* **Requirement**: Copy these lines word for word, beginning at the line that contains "shorts with a single point per instance." and stopping after the line that contains "(1015, 447)". Output nothing else.

Object position labeling records
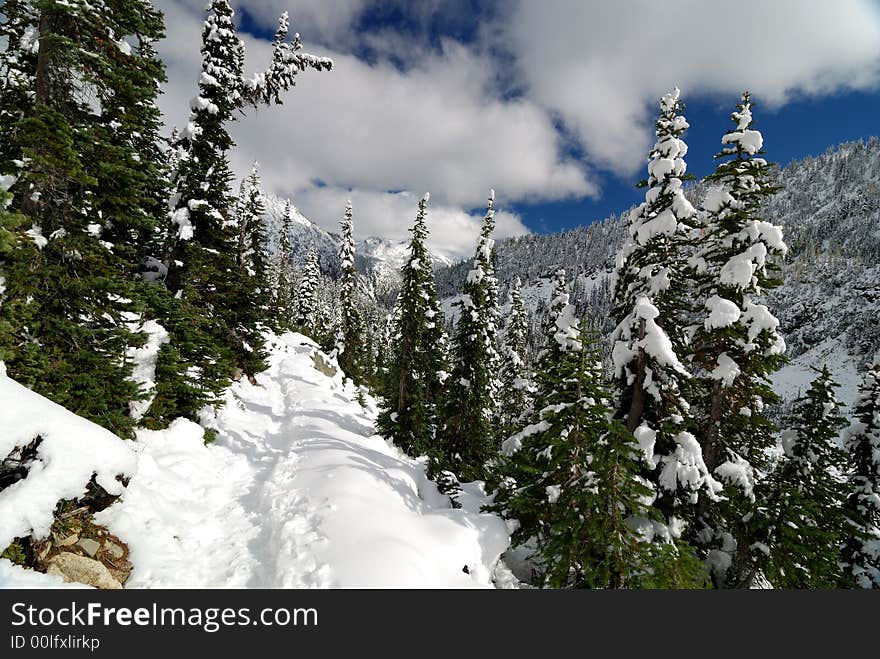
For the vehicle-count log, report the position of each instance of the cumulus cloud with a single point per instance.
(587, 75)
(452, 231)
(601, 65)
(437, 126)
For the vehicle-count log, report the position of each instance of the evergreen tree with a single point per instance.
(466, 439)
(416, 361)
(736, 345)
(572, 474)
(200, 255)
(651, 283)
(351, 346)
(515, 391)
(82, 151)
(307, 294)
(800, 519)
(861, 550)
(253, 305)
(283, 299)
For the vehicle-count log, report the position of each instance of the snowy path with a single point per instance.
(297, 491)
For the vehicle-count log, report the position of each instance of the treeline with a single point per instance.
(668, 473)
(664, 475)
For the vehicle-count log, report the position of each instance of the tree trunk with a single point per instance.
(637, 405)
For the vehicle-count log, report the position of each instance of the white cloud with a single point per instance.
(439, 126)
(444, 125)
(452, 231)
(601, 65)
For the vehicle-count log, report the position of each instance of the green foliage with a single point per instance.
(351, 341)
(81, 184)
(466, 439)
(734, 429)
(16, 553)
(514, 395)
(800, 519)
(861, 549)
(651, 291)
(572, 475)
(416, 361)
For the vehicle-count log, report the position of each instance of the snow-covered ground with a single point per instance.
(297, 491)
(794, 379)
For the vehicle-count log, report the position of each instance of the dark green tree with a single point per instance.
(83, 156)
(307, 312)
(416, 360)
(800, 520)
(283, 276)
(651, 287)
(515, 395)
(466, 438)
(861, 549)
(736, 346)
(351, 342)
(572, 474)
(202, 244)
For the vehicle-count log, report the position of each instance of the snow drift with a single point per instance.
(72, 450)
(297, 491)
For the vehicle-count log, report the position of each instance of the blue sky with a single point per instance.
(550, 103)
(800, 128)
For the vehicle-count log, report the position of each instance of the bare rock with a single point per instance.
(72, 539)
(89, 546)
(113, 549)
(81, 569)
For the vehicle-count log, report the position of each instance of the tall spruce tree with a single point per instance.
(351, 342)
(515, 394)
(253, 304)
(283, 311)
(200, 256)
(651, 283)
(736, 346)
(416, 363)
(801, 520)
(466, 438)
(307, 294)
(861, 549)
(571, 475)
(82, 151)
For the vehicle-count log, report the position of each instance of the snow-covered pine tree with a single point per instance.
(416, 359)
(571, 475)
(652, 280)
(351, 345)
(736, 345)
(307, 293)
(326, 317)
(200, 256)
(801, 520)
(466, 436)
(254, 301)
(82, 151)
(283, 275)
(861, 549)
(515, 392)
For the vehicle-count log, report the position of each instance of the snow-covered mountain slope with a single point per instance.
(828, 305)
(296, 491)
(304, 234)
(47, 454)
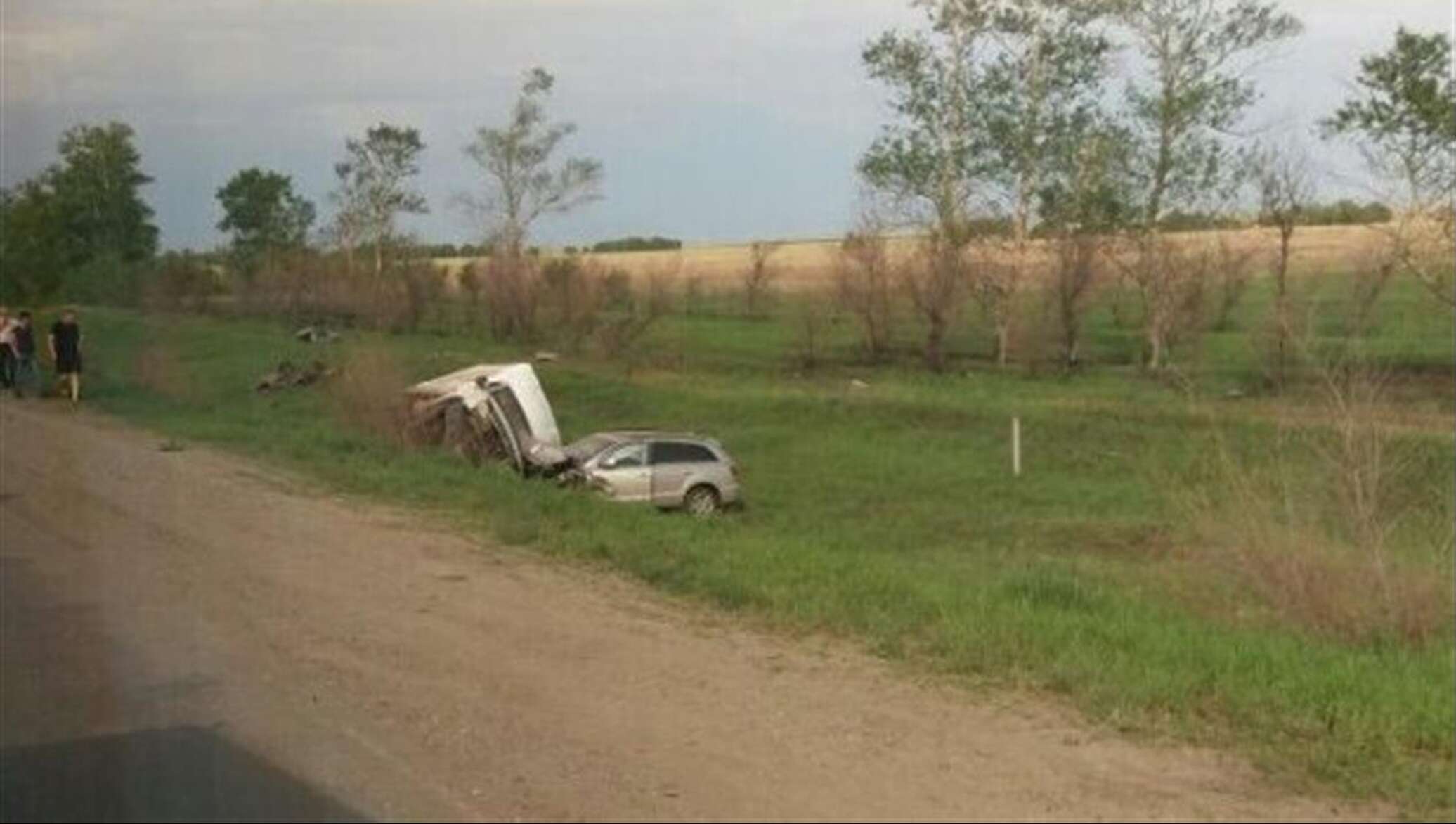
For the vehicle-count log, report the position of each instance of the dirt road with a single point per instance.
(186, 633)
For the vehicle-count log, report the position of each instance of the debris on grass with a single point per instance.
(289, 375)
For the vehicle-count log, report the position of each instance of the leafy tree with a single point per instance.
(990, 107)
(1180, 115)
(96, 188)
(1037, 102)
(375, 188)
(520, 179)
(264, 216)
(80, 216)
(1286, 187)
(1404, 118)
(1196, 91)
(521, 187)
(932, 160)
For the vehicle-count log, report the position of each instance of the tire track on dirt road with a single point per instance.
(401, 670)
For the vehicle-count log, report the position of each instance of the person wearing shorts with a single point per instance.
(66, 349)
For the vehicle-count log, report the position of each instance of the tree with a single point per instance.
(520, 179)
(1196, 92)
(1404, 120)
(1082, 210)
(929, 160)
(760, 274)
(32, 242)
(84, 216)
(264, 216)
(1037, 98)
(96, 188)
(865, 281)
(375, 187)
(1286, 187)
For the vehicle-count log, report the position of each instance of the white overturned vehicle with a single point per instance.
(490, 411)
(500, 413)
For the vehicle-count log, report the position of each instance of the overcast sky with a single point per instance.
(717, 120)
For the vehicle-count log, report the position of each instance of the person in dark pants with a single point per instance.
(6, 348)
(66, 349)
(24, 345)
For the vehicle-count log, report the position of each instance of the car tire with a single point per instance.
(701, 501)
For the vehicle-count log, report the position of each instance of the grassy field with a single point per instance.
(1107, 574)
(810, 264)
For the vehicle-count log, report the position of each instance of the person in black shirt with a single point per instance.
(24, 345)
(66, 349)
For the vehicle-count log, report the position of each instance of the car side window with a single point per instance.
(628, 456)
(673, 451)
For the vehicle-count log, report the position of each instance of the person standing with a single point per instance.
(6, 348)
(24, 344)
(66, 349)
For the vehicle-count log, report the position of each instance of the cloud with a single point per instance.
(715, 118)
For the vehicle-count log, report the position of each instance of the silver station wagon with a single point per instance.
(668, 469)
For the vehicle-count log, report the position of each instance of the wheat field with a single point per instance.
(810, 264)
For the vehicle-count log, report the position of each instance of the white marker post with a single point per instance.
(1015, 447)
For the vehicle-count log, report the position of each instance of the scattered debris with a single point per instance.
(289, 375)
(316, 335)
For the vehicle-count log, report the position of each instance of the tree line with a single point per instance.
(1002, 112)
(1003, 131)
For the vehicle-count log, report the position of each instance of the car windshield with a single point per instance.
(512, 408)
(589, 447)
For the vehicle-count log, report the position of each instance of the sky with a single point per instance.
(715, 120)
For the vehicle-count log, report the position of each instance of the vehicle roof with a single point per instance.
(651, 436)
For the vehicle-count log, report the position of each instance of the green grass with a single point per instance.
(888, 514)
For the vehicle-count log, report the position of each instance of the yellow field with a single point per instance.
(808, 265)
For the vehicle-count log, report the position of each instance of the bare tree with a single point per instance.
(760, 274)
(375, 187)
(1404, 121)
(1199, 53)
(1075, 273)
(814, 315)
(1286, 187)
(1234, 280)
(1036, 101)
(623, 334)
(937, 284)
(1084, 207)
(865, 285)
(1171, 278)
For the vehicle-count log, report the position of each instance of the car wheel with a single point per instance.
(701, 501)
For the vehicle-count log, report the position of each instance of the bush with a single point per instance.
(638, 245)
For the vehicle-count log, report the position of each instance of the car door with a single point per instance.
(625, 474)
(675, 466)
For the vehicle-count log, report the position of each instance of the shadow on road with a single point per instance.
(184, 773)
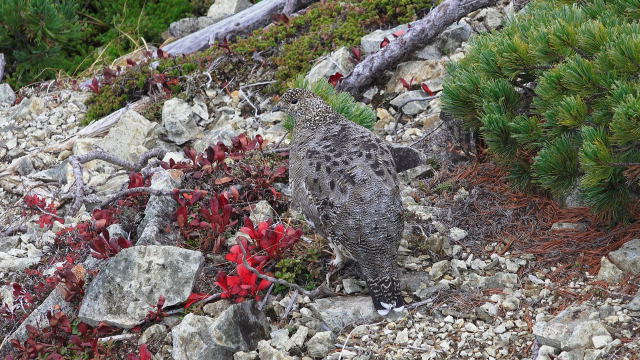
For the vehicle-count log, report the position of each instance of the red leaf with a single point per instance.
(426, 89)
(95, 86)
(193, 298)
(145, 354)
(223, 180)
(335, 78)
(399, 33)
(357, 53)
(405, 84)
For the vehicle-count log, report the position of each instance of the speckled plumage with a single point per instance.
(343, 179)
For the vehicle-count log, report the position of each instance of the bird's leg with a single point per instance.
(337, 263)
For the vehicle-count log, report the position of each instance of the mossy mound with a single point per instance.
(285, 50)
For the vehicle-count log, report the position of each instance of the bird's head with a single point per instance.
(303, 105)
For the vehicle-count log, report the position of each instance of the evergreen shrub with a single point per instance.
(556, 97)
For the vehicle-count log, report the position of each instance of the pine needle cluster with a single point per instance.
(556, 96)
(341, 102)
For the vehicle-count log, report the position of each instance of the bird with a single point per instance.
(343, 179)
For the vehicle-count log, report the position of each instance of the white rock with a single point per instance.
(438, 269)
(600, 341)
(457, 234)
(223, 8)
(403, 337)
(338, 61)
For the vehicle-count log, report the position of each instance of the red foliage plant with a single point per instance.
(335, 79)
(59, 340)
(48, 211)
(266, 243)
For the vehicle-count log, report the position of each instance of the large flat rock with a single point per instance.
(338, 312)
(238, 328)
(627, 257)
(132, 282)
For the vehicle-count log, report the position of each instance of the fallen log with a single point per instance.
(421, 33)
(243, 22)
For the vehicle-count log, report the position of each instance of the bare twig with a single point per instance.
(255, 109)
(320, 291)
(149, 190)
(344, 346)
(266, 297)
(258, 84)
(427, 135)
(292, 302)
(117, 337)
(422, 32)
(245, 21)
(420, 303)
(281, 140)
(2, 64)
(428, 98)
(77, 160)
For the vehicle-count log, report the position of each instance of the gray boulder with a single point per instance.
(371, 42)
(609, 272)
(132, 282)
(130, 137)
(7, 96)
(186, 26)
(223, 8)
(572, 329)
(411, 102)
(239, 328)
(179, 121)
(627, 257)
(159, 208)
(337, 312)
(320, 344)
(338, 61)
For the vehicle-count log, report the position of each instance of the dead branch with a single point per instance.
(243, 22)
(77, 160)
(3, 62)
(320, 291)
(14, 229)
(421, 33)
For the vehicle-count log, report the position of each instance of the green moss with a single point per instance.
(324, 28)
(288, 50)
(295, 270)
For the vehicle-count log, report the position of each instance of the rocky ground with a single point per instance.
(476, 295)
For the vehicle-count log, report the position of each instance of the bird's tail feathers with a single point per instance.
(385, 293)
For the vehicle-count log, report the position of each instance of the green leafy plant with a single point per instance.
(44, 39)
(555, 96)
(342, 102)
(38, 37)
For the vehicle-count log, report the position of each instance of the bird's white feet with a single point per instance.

* **Task output**:
For the vehicle-count log, report the position of each instance of the person wearing shorts with a single point per instance.
(66, 349)
For the vehicle-count log, report the position of each instance of the tree with a single point per instance.
(520, 179)
(1196, 92)
(1404, 120)
(1082, 210)
(929, 160)
(760, 274)
(32, 242)
(84, 216)
(264, 216)
(1037, 98)
(96, 188)
(865, 281)
(375, 187)
(1286, 187)
For the vehicle-count log, report the position of each instance of the white overturned vehicle with a single point per instance.
(490, 411)
(500, 413)
For the vehicle-count log, report the position of each instance of the overcast sky with a single point per instance.
(717, 120)
For the vehicle-count log, report the position of each instance of the person in dark pants with a single point per instance.
(6, 348)
(66, 349)
(24, 345)
For the vehicle-count log, report the position of each instance of the car tire with a single point per instance.
(701, 501)
For the vehicle-count log, report the position of each instance of the grassy field with a single point per instance.
(1107, 574)
(810, 264)
For the vehicle-count log, report the position of each instance of the person in black shirt with a single point per instance.
(24, 345)
(66, 349)
For the vehicle-count log, report the position of each instance of the car side window with a single point per instance.
(628, 456)
(673, 451)
For the vehicle-count log, report the position of each instance of the person standing with a single point per instance.
(6, 348)
(24, 344)
(66, 349)
For the vehicle-count log, report the position of each instance of the cloud with a single point per instance.
(715, 118)
For the vehicle-count log, report the position of each instance of the silver station wagon with a single point per instance.
(668, 469)
For the vehicle-count log, report the position of each instance of the wheat field with a single point per instance.
(810, 264)
For the vehicle-count log, report the position of each instance of the white marker post with a single point per instance.
(1015, 447)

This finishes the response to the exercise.